**Given data:**
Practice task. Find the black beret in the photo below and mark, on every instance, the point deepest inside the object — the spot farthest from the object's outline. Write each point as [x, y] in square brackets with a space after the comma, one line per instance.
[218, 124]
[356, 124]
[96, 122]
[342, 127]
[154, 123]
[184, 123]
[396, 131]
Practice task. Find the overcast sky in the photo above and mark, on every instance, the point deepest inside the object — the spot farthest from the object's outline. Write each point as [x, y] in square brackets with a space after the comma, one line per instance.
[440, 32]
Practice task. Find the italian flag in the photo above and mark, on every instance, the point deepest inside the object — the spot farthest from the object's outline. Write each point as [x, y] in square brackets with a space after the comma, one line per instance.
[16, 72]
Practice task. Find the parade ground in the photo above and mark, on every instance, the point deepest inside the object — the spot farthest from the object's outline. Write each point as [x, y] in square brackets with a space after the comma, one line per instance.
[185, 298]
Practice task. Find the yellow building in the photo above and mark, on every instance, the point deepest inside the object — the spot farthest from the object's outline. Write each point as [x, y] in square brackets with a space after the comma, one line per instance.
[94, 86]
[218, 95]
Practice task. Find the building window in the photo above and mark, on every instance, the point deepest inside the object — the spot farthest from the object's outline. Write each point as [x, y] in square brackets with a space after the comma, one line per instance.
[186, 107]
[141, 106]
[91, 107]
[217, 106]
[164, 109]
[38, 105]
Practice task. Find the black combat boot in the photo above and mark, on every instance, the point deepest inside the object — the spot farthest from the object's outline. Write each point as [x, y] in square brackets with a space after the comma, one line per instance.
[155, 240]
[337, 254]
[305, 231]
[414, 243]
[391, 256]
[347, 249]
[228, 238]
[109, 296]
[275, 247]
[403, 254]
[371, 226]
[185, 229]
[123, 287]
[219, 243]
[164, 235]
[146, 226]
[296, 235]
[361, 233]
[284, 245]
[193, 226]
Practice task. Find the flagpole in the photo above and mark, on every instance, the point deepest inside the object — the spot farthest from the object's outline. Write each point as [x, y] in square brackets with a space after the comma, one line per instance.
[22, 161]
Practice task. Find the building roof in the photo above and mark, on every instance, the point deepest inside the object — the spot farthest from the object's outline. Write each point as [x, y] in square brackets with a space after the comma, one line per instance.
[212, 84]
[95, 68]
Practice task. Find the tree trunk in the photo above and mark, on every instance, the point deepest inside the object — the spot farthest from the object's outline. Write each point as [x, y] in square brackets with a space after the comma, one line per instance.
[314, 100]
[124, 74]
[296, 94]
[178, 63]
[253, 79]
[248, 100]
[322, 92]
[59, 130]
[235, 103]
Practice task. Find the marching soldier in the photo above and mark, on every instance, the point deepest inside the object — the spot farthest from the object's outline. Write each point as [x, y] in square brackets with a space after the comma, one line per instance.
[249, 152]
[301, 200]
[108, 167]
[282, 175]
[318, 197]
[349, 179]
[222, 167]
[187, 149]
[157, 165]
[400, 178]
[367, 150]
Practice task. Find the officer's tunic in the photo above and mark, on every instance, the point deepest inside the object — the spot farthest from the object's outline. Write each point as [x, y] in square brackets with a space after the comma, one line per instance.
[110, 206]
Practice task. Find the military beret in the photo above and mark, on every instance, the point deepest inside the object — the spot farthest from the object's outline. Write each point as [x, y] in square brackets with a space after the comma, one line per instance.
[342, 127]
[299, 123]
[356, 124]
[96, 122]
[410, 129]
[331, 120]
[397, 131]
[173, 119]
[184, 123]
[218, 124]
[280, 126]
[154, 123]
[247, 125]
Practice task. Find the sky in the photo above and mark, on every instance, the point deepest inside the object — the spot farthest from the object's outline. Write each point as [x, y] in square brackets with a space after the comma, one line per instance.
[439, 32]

**What the task requires:**
A word-for-word copy of the listing is the expected answer.

**Reply to the task:**
Practice task. Find the black beret in the photo below and mark, on every instance, the point deepest inside the object — the spot farthest from the object's outline. Write each point as [x, y] in square brackets with a space after the comma, one line per instance.
[218, 124]
[356, 124]
[96, 122]
[342, 127]
[154, 123]
[184, 123]
[396, 131]
Practice task. Find the overcast sky in the photo above and mark, on every instance, the point deepest inside the object — the spot farthest from the object's outline. Write each point as [x, y] in square brackets with a space after the comma, one line per instance.
[440, 32]
Practice task. Find the italian flag in the photo above and mark, on every instance, the point deepest inside the object — the spot farthest from the object's outline. Write each point as [x, y] in square brackets with a space after the comma, one line per instance.
[16, 72]
Practice task. Find the parade ground in the photo above and mark, on every instance, the point deepest inside the object — the spot farthest from the object's outline. Write each point as [x, y] in square brackets with a space after the comma, one line per instance.
[185, 298]
Practice task. Find the yellow building in the photo above and mark, on every instance, the point deepest inside the object — the spot farthest from the object's outline. Write each point as [x, y] in square brackets with a space after the comma, one line per instance.
[94, 86]
[218, 95]
Practice task. Find the building window in the photo above and mark, on every instance, the point deepest inside the object — the spot farthest from the object's outline. Write each point as [x, y] in square brackets with a space after the comma, one line per instance.
[186, 107]
[141, 106]
[91, 107]
[217, 106]
[164, 109]
[38, 105]
Practice task. Find the black combat boot in the photo above and mark, on every instance, the point deepest inside the object — the spot farthest from the object's outline. Write each point as [x, y] in square brackets with a space after the comma, one line per instance.
[155, 240]
[337, 254]
[305, 231]
[414, 243]
[391, 256]
[347, 249]
[228, 238]
[109, 296]
[275, 247]
[403, 254]
[371, 226]
[185, 229]
[123, 287]
[219, 243]
[164, 235]
[146, 226]
[296, 235]
[361, 233]
[284, 245]
[193, 226]
Practice task. Find the flagpole in the photo above and mark, on every instance, the point deepest inside the object — the spot farthest from the object's outline. Write each point as [x, y] in square brackets with a space after the comma, one line per instance.
[22, 161]
Practice task. Find the building roof in the photo above and mark, on every instance, the point deepest inside the object — the spot farthest from the object's outline. Write each point as [x, y] in square brackets with a space after the comma, one line per instance.
[212, 84]
[95, 68]
Practice task. Find the tree trunk in the photo above and mark, on every instance, the point deepest inside the object — the spot farthest from the object's outline. Write each point as [x, y] in square brackets with a space after the comma, one line per instance.
[314, 100]
[124, 74]
[296, 94]
[178, 63]
[253, 79]
[248, 100]
[322, 92]
[59, 130]
[235, 103]
Practice task. Find the marching soldier in the photo above and mark, on every instance, the point deepest inside the object — the spot farthest from the object's outline. Write each point as [x, y] in square brackets with a space after the comma, one line per instance.
[249, 152]
[301, 200]
[108, 167]
[282, 175]
[318, 197]
[349, 179]
[222, 167]
[187, 149]
[157, 165]
[400, 178]
[367, 150]
Practice task. Find the officer's tunic in the photo above and mark, on every instance, the point deepest inside the object — the spot farthest from the object's outline. Write each point as [x, y] in square brackets with a space after the comma, one line per instance.
[110, 206]
Practice task. Find the military beret in the photo above and mark, on every instance, the point deepest inside the object — the spot farthest from the object's outline. Write each point as [x, y] in square brackets with a space after the comma, one line per instance.
[342, 127]
[299, 123]
[356, 124]
[96, 122]
[410, 129]
[331, 120]
[397, 131]
[173, 119]
[184, 123]
[218, 124]
[280, 126]
[154, 123]
[247, 125]
Practice task. Find the sky in the photo above and mark, on every instance, the point deepest inside the object — the spot farthest from the object's outline. Write each point as [x, y] in square brackets with a space after the comma, one line per instance.
[439, 32]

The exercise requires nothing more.